Reproduce all of the entries with every occurrence of "Target" swapped for "Object", keeping everything else unchanged and leaving out the pictures.

[start of DATASET CONTENT]

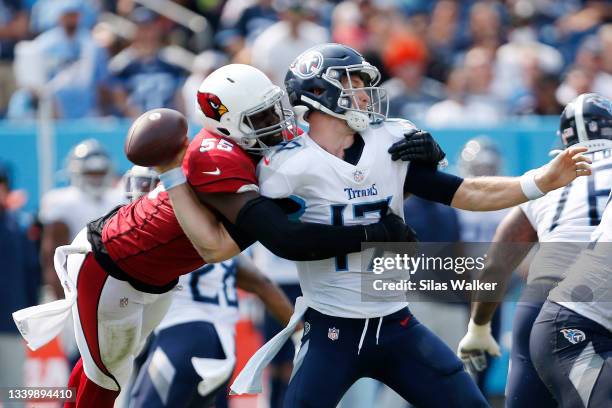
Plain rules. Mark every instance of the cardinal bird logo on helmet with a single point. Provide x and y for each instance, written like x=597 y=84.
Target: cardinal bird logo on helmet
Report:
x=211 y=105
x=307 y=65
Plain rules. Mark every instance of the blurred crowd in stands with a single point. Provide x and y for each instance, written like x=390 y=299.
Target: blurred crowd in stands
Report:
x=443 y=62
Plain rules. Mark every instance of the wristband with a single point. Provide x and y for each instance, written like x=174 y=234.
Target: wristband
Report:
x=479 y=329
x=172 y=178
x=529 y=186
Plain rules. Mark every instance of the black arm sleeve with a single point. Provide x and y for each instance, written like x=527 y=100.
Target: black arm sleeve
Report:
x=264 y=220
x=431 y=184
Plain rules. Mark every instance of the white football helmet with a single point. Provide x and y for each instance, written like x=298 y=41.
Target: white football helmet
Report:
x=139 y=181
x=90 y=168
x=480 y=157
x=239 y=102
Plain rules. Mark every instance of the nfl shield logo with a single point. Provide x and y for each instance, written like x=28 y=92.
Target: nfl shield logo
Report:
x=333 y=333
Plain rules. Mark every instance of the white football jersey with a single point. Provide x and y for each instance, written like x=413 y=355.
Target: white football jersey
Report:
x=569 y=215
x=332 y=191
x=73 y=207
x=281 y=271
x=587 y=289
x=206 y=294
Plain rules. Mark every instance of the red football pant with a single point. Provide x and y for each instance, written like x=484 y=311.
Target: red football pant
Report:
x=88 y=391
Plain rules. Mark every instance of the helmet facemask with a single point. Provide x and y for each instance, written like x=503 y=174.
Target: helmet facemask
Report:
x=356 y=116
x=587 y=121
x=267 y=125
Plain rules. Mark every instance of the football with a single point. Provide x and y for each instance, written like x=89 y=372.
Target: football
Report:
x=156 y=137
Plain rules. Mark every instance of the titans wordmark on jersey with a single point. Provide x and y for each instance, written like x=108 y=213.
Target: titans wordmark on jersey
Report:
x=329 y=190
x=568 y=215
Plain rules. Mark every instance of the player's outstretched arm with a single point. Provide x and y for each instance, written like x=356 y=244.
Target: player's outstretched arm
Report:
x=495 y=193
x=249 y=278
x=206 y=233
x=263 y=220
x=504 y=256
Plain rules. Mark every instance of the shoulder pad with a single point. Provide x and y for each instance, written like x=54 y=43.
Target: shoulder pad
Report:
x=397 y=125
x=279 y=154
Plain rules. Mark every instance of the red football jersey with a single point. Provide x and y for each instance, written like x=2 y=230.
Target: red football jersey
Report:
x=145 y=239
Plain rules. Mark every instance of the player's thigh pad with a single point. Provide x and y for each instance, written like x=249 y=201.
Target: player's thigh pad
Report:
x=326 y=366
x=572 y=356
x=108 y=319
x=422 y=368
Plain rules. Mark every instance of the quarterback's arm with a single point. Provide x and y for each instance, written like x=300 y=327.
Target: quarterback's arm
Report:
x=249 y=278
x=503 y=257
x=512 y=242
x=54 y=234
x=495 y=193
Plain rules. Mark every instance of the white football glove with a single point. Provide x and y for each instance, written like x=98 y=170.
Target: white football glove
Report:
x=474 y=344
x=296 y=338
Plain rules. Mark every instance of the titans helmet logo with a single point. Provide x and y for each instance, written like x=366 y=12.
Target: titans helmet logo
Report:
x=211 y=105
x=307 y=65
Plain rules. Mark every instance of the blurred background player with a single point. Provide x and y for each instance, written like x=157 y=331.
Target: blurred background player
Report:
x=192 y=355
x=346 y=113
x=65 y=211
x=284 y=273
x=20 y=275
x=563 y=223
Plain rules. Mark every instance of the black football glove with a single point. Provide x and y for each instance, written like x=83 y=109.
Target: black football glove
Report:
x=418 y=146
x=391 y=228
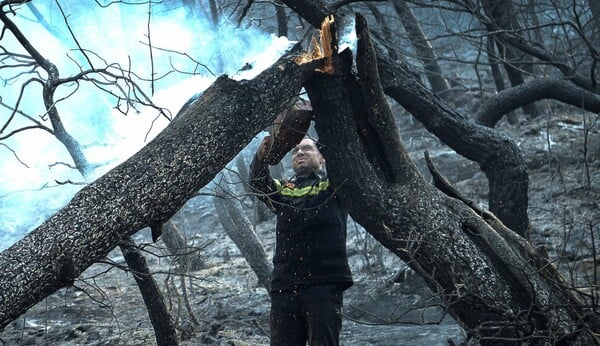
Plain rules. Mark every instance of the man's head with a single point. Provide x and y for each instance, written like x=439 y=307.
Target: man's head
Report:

[end of DATASET CONTENT]

- _COMPLETE ANSWER_
Plain rules. Mark every instance of the cardinal bird logo on helmet with a single point. Provide x and y for each instance, written like x=597 y=84.
Object: cardinal bird logo on helmet
Report:
x=211 y=105
x=307 y=65
Plain rules. Mark every instance of the blurred crowd in stands with a single point. Provide x and y for each instance, written like x=390 y=299.
Object: blurred crowd in stands
Report:
x=443 y=62
Plain rules. Mark every instance of the wristband with a single point. Provide x and y for each instance, written like x=174 y=234.
Object: wristband
Report:
x=479 y=329
x=172 y=178
x=529 y=186
Plain rules. Mark every instance of the black arm sleeve with a single point. Provide x and y for each instance, written like x=527 y=100.
Object: black arm sleeve
Report:
x=264 y=220
x=431 y=184
Plain rules. Mark every instance of the white football helmet with a single point. Provide x and y for each instance, written like x=298 y=41.
Object: white football helmet
Report:
x=139 y=181
x=90 y=168
x=480 y=157
x=239 y=102
Plain rules. Mark every instance of the nfl shield logo with a single point. Provide x and y for each instance, written like x=28 y=92.
Object: nfl shield logo
Report:
x=333 y=333
Plain rules. Mark every instance of the white football jersey with a single point. Provide x and y for each instance, written like x=413 y=355.
Object: white football jersey
Report:
x=569 y=215
x=332 y=191
x=73 y=207
x=281 y=271
x=587 y=289
x=206 y=294
Plain rules. Mark every instance of the red football pant with a single point. Provide x and y for each instance, written like x=484 y=311.
Object: red football pant
Report:
x=88 y=391
Plain rules. Mark every instance of the helmet facemask with a single point. Provide x and y for each instance, written like x=503 y=174.
Object: helmet facemask
Report:
x=356 y=116
x=587 y=121
x=267 y=125
Plain rules. Mark every instance of the football with a single point. Provide x and y for each instance, written like x=89 y=372.
Object: football
Report:
x=156 y=137
Plain rules. Mark every instance of the titans wordmark on jersey with a single point. Provide x and y for each instance, written like x=108 y=213.
Object: titans wordmark on jersey
Report:
x=329 y=190
x=568 y=215
Plain rules. Mark every instance of the player's outstretched arm with a single point. Provide x and y for each instance, written like x=356 y=244.
Object: player's outstretched arm
Report:
x=495 y=193
x=249 y=278
x=206 y=233
x=263 y=220
x=504 y=256
Plain rules. Mark every instance of the shoulder pad with a single point. Provide x and y for each instance, written like x=54 y=43.
Object: shoulder pad
Report:
x=397 y=125
x=279 y=154
Plain rules. Mark every instance of the red football jersey with a single point. Provide x and y for each instance, written like x=2 y=230.
Object: red football jersey
Report:
x=145 y=239
Plain rules. Mark every instance of the player's thigh pad with a single point. Provide x and y for each instance, written like x=249 y=201.
Object: player's thigh pad
Report:
x=326 y=366
x=572 y=356
x=108 y=319
x=422 y=368
Plain rules. Mark every instance of the quarterback's arm with a single point. Provide x and y for each instance, written like x=300 y=327.
Object: quarterback's arm
Report:
x=249 y=278
x=503 y=257
x=512 y=242
x=54 y=234
x=495 y=193
Plain rules. Mark every instance of the white football glove with a single point. Provide x and y for each instance, written like x=98 y=170.
Object: white football glove
Report:
x=474 y=344
x=296 y=338
Plain rules. Mark every instance of the titans helmet logo with a single point. Provide x and y for each instance, written like x=366 y=12.
Object: titans helmet logo
Report:
x=211 y=105
x=307 y=65
Plain rules. Mark every instance of the blurred background player with a single point. Provide x and y for each instance, written like x=157 y=331.
Object: blurred background player
Report:
x=192 y=355
x=346 y=113
x=65 y=211
x=284 y=273
x=20 y=275
x=563 y=223
Plain rules. Mark every instance of the black football glove with a single point. Provide x and y for each instance, written like x=83 y=109.
Object: black football glove
Report:
x=418 y=146
x=391 y=228
Plain rules. Mark every instance of the man's head with a single point. Provide x and y for each instance, written like x=439 y=307.
Object: man's head
Report:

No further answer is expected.